• **Exercise requirements**: Starting at the line that contains "x=813, y=848" in the listing below, write out every line word for word until you have written the line that contains "x=287, y=807".
BEGIN
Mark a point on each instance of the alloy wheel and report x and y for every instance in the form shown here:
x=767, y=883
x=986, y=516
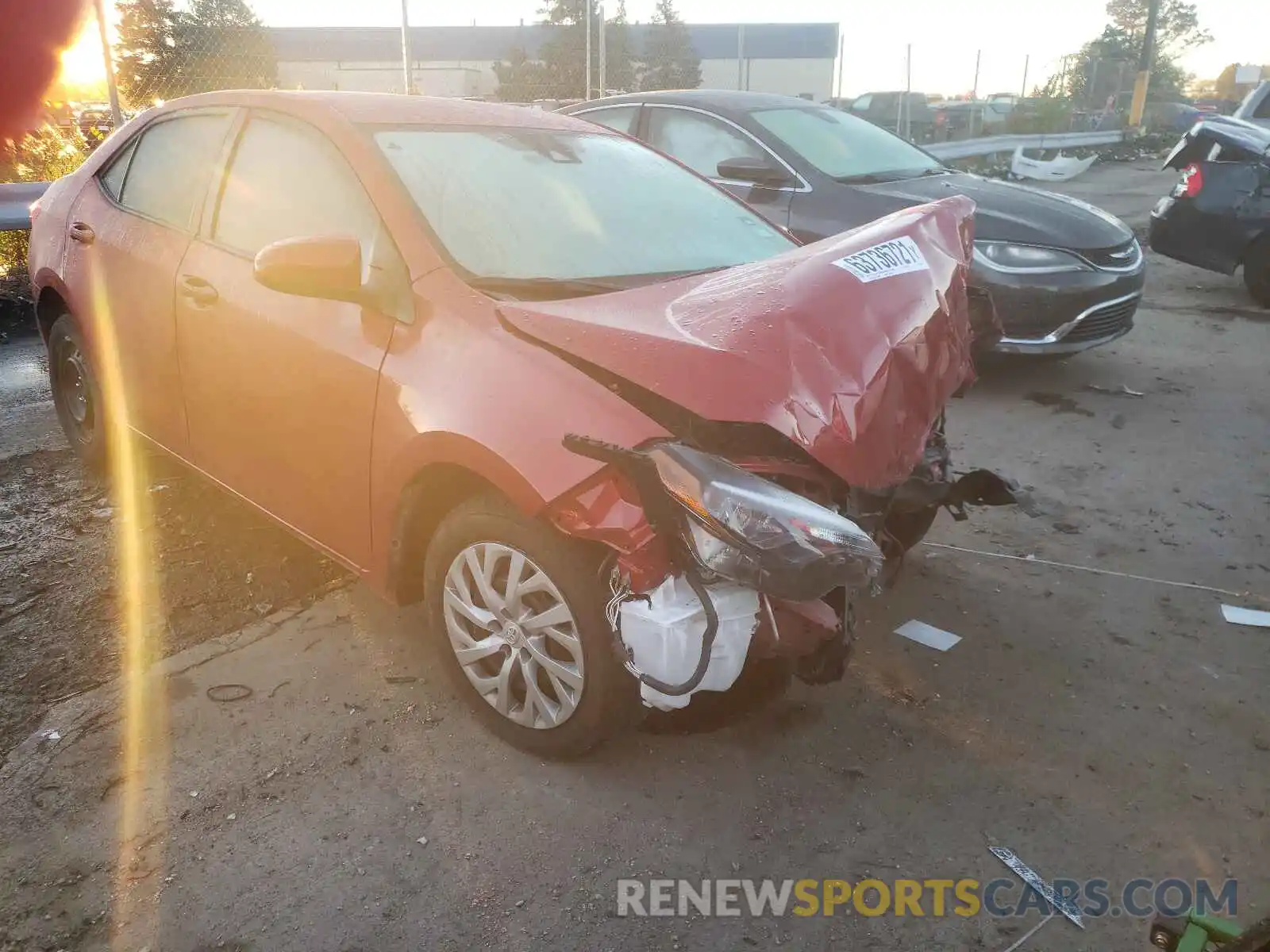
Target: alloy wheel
x=75, y=391
x=514, y=635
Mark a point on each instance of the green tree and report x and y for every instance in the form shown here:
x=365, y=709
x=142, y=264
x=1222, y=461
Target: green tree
x=1176, y=25
x=619, y=56
x=671, y=61
x=562, y=73
x=225, y=48
x=38, y=156
x=148, y=61
x=165, y=52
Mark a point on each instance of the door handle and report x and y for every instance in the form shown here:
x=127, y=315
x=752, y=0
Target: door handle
x=197, y=290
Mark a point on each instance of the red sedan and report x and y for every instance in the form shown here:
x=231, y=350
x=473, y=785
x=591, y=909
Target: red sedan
x=624, y=437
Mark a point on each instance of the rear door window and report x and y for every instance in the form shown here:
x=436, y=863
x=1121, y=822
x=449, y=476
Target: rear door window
x=171, y=167
x=620, y=118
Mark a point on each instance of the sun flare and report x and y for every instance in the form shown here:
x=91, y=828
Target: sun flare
x=82, y=60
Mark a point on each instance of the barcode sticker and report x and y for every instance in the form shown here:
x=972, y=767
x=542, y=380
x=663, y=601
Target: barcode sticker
x=891, y=258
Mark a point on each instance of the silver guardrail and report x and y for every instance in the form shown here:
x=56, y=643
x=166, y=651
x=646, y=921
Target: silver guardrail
x=990, y=145
x=16, y=198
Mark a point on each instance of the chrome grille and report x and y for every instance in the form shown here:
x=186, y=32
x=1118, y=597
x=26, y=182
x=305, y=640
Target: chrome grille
x=1105, y=321
x=1127, y=255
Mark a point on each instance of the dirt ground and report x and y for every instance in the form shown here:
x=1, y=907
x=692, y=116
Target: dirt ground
x=1098, y=725
x=220, y=564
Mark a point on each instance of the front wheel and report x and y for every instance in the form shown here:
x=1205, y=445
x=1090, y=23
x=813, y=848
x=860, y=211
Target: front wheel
x=76, y=393
x=516, y=611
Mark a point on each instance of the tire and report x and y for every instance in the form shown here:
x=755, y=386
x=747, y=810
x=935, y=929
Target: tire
x=1257, y=271
x=579, y=701
x=78, y=393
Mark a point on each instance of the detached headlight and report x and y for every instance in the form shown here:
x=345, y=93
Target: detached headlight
x=760, y=535
x=1026, y=259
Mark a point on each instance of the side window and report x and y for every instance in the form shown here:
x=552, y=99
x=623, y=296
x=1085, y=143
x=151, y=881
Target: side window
x=620, y=118
x=171, y=167
x=698, y=141
x=289, y=181
x=112, y=179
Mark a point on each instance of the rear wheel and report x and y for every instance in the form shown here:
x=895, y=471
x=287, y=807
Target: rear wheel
x=1257, y=271
x=76, y=393
x=516, y=611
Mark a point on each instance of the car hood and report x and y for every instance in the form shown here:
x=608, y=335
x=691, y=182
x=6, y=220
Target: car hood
x=852, y=366
x=1009, y=213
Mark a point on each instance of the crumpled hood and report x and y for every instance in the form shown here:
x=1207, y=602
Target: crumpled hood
x=850, y=347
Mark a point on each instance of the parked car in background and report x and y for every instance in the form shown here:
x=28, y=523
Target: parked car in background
x=1255, y=107
x=897, y=112
x=94, y=122
x=524, y=370
x=1218, y=213
x=1060, y=274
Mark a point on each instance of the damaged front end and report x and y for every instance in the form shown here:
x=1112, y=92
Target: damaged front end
x=806, y=455
x=715, y=562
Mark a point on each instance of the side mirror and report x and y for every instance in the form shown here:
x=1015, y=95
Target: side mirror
x=328, y=268
x=756, y=171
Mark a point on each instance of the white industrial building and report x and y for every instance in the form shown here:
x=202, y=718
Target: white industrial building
x=797, y=59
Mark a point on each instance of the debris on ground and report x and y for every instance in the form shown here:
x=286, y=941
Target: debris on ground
x=1043, y=889
x=1246, y=616
x=927, y=635
x=1115, y=391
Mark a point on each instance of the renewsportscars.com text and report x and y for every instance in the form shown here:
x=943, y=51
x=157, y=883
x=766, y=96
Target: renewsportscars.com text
x=918, y=898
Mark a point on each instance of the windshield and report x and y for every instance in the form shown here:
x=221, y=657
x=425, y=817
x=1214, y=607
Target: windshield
x=845, y=146
x=512, y=205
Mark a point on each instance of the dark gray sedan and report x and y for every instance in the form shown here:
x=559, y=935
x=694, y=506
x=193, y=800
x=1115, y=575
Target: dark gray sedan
x=1060, y=274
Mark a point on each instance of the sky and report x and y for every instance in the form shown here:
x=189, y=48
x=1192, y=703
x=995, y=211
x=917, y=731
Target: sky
x=945, y=37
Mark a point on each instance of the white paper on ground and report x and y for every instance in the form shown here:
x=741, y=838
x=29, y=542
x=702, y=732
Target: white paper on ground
x=1246, y=616
x=927, y=635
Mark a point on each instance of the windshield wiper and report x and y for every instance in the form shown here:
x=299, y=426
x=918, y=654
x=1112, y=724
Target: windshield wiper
x=869, y=178
x=545, y=289
x=876, y=178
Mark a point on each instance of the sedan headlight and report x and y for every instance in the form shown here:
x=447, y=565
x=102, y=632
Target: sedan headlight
x=1026, y=259
x=760, y=535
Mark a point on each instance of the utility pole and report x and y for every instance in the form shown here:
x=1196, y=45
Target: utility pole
x=108, y=60
x=975, y=90
x=590, y=3
x=842, y=60
x=1145, y=60
x=406, y=73
x=905, y=114
x=603, y=54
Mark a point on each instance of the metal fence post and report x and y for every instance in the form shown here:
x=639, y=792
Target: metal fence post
x=108, y=61
x=406, y=71
x=590, y=3
x=603, y=54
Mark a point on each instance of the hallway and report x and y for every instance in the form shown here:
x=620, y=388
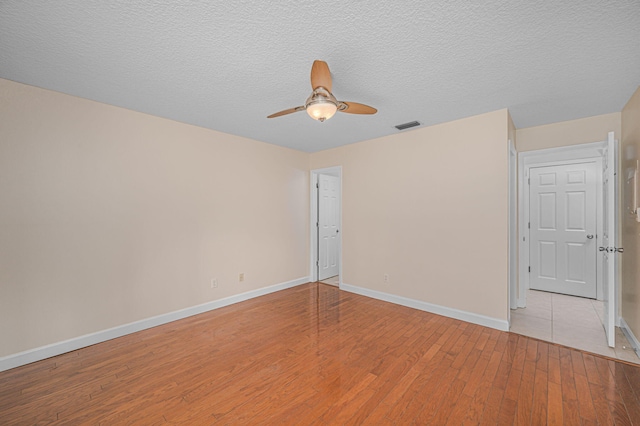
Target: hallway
x=571, y=321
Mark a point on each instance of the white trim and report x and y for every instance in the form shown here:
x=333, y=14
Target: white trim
x=562, y=155
x=630, y=336
x=43, y=352
x=498, y=324
x=313, y=218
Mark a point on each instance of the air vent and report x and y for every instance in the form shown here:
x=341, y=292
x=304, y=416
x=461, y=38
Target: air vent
x=407, y=125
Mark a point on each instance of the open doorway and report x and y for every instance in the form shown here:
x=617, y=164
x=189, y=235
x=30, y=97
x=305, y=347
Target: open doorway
x=326, y=229
x=567, y=228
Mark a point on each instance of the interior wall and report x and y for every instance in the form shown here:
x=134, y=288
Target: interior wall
x=573, y=132
x=429, y=207
x=512, y=135
x=630, y=229
x=110, y=216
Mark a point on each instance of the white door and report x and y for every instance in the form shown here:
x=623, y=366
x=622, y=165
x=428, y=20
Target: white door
x=328, y=226
x=609, y=240
x=562, y=214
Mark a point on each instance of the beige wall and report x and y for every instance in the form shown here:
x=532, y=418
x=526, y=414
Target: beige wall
x=429, y=208
x=630, y=149
x=109, y=216
x=584, y=130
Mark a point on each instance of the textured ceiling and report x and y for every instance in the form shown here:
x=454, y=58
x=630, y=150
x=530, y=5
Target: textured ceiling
x=226, y=65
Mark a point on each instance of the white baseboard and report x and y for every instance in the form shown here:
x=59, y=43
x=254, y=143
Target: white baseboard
x=633, y=340
x=43, y=352
x=483, y=320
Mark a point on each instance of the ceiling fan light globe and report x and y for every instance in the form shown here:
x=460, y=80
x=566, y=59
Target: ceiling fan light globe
x=321, y=111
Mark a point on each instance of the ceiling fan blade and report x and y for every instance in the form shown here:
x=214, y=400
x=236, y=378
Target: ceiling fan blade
x=356, y=108
x=287, y=111
x=320, y=75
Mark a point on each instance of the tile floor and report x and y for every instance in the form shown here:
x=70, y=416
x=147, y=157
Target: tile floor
x=332, y=281
x=570, y=321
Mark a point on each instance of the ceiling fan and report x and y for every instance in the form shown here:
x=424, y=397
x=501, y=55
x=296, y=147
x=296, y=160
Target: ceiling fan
x=322, y=105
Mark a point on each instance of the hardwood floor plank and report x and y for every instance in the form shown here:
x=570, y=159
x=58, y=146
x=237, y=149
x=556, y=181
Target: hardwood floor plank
x=314, y=354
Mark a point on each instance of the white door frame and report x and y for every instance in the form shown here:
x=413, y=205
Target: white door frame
x=513, y=230
x=313, y=215
x=553, y=156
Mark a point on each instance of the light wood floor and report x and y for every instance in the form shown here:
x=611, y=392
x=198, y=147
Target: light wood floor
x=315, y=355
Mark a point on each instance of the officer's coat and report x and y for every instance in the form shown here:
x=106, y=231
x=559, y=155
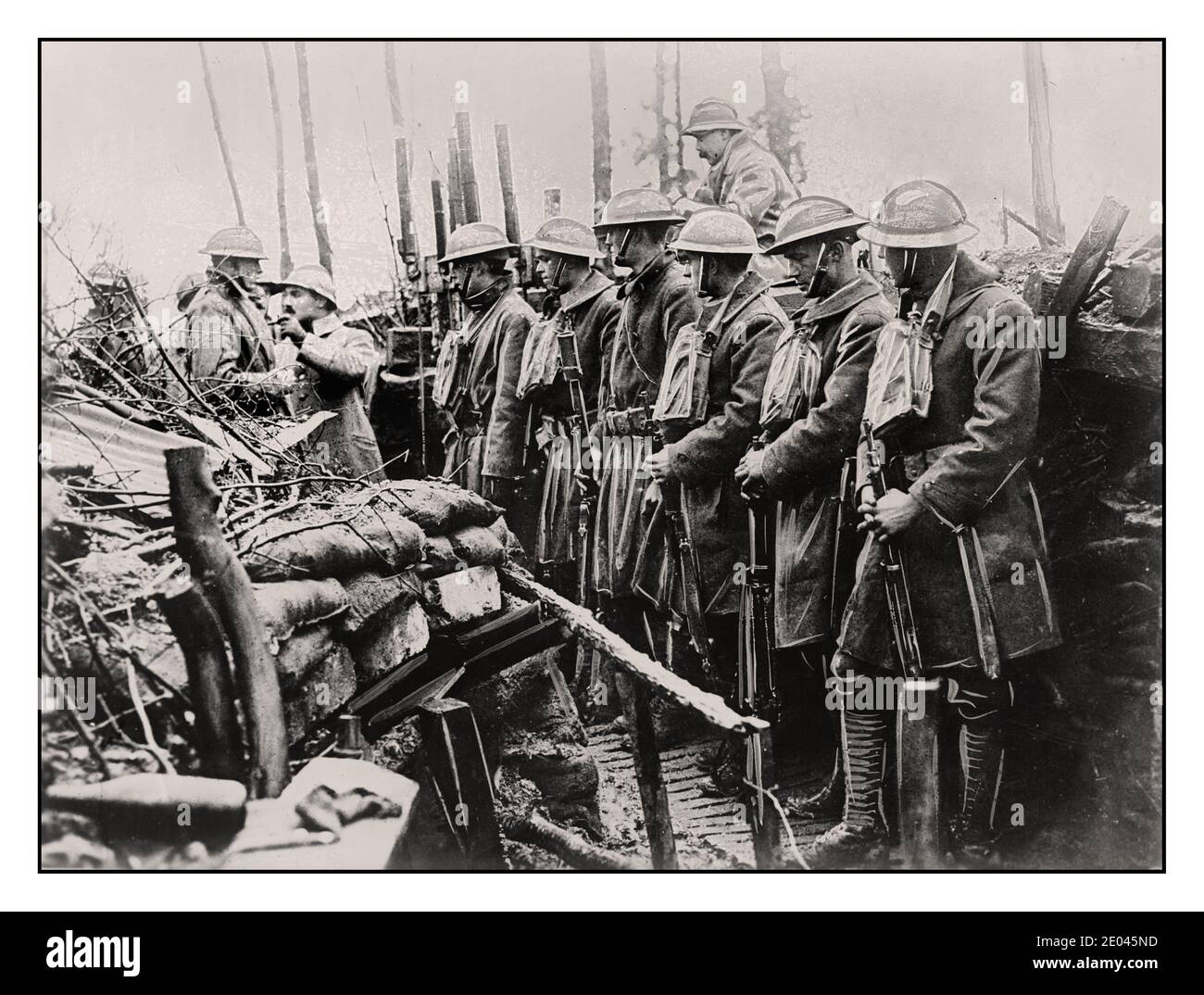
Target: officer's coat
x=750, y=181
x=967, y=465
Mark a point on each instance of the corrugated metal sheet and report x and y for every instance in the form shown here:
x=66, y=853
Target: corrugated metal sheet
x=121, y=453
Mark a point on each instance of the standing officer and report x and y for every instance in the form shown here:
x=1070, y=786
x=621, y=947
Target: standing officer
x=954, y=399
x=810, y=421
x=561, y=375
x=333, y=365
x=743, y=176
x=707, y=412
x=657, y=300
x=478, y=368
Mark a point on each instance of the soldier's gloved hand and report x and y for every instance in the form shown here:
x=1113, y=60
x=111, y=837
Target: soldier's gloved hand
x=658, y=466
x=591, y=469
x=747, y=472
x=290, y=328
x=889, y=516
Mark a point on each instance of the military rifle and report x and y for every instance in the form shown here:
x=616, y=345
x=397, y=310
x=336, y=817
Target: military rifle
x=898, y=597
x=757, y=673
x=689, y=571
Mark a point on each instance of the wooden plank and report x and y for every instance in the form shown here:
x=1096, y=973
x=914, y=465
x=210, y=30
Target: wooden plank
x=655, y=800
x=1040, y=141
x=457, y=764
x=1130, y=354
x=641, y=667
x=1088, y=258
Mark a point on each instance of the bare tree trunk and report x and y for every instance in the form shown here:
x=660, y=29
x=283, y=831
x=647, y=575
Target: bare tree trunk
x=678, y=124
x=777, y=116
x=281, y=208
x=220, y=133
x=408, y=235
x=662, y=141
x=311, y=159
x=600, y=104
x=1040, y=139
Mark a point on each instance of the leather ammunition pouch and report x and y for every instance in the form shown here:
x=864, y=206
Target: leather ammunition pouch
x=899, y=385
x=682, y=401
x=633, y=421
x=541, y=359
x=448, y=369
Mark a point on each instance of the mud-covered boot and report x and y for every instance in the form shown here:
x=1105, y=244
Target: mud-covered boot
x=859, y=837
x=827, y=801
x=972, y=831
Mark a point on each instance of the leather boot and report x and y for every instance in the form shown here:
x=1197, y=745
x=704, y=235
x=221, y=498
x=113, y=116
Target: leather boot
x=980, y=743
x=861, y=835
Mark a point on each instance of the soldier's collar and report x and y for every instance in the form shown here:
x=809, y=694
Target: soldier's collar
x=586, y=291
x=838, y=303
x=653, y=269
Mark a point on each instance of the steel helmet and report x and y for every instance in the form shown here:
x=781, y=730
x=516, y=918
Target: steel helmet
x=713, y=115
x=810, y=217
x=638, y=206
x=567, y=237
x=919, y=215
x=235, y=242
x=311, y=277
x=717, y=230
x=476, y=239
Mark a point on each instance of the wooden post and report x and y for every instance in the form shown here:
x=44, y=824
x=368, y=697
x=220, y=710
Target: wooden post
x=456, y=191
x=468, y=168
x=408, y=235
x=678, y=124
x=600, y=107
x=456, y=761
x=281, y=208
x=197, y=630
x=661, y=143
x=653, y=790
x=194, y=501
x=1047, y=212
x=441, y=233
x=509, y=204
x=506, y=173
x=1088, y=258
x=311, y=159
x=217, y=127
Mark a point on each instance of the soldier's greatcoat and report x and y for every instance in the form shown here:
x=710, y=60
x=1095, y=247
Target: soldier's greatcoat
x=332, y=369
x=655, y=303
x=486, y=435
x=591, y=311
x=703, y=460
x=802, y=466
x=976, y=561
x=227, y=337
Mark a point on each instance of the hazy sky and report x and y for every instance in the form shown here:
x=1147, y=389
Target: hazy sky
x=132, y=168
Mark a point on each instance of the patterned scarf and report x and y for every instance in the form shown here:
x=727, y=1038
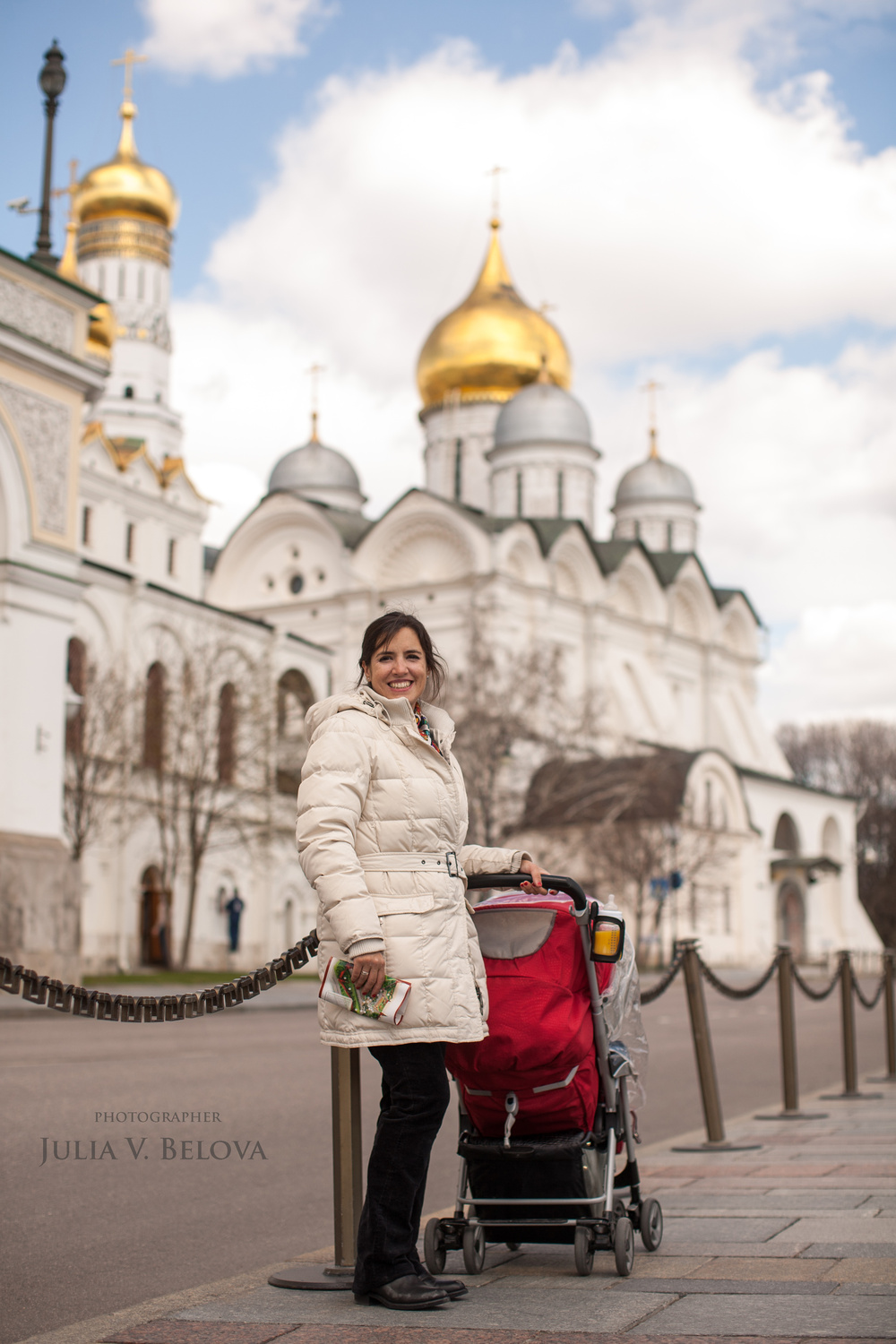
END
• **Written response**:
x=813, y=848
x=860, y=211
Target: front wheel
x=76, y=393
x=516, y=611
Mark a point on each instance of the tire and report x and y for every instance in the form shown here:
x=755, y=386
x=747, y=810
x=935, y=929
Target: tire
x=1257, y=271
x=579, y=701
x=78, y=393
Mark a point on each instance of the detached headlight and report x and y for every instance in the form shown here:
x=345, y=93
Target: detached headlight
x=760, y=535
x=1026, y=259
Mark a point on each instance of the side window and report x and y for every instance in the form shown here:
x=552, y=99
x=623, y=296
x=1085, y=143
x=151, y=881
Target: side window
x=620, y=118
x=171, y=167
x=698, y=141
x=289, y=181
x=112, y=179
Mark a point on each instance of the rear wheel and report x and y for every instance in the form shown here:
x=895, y=471
x=287, y=807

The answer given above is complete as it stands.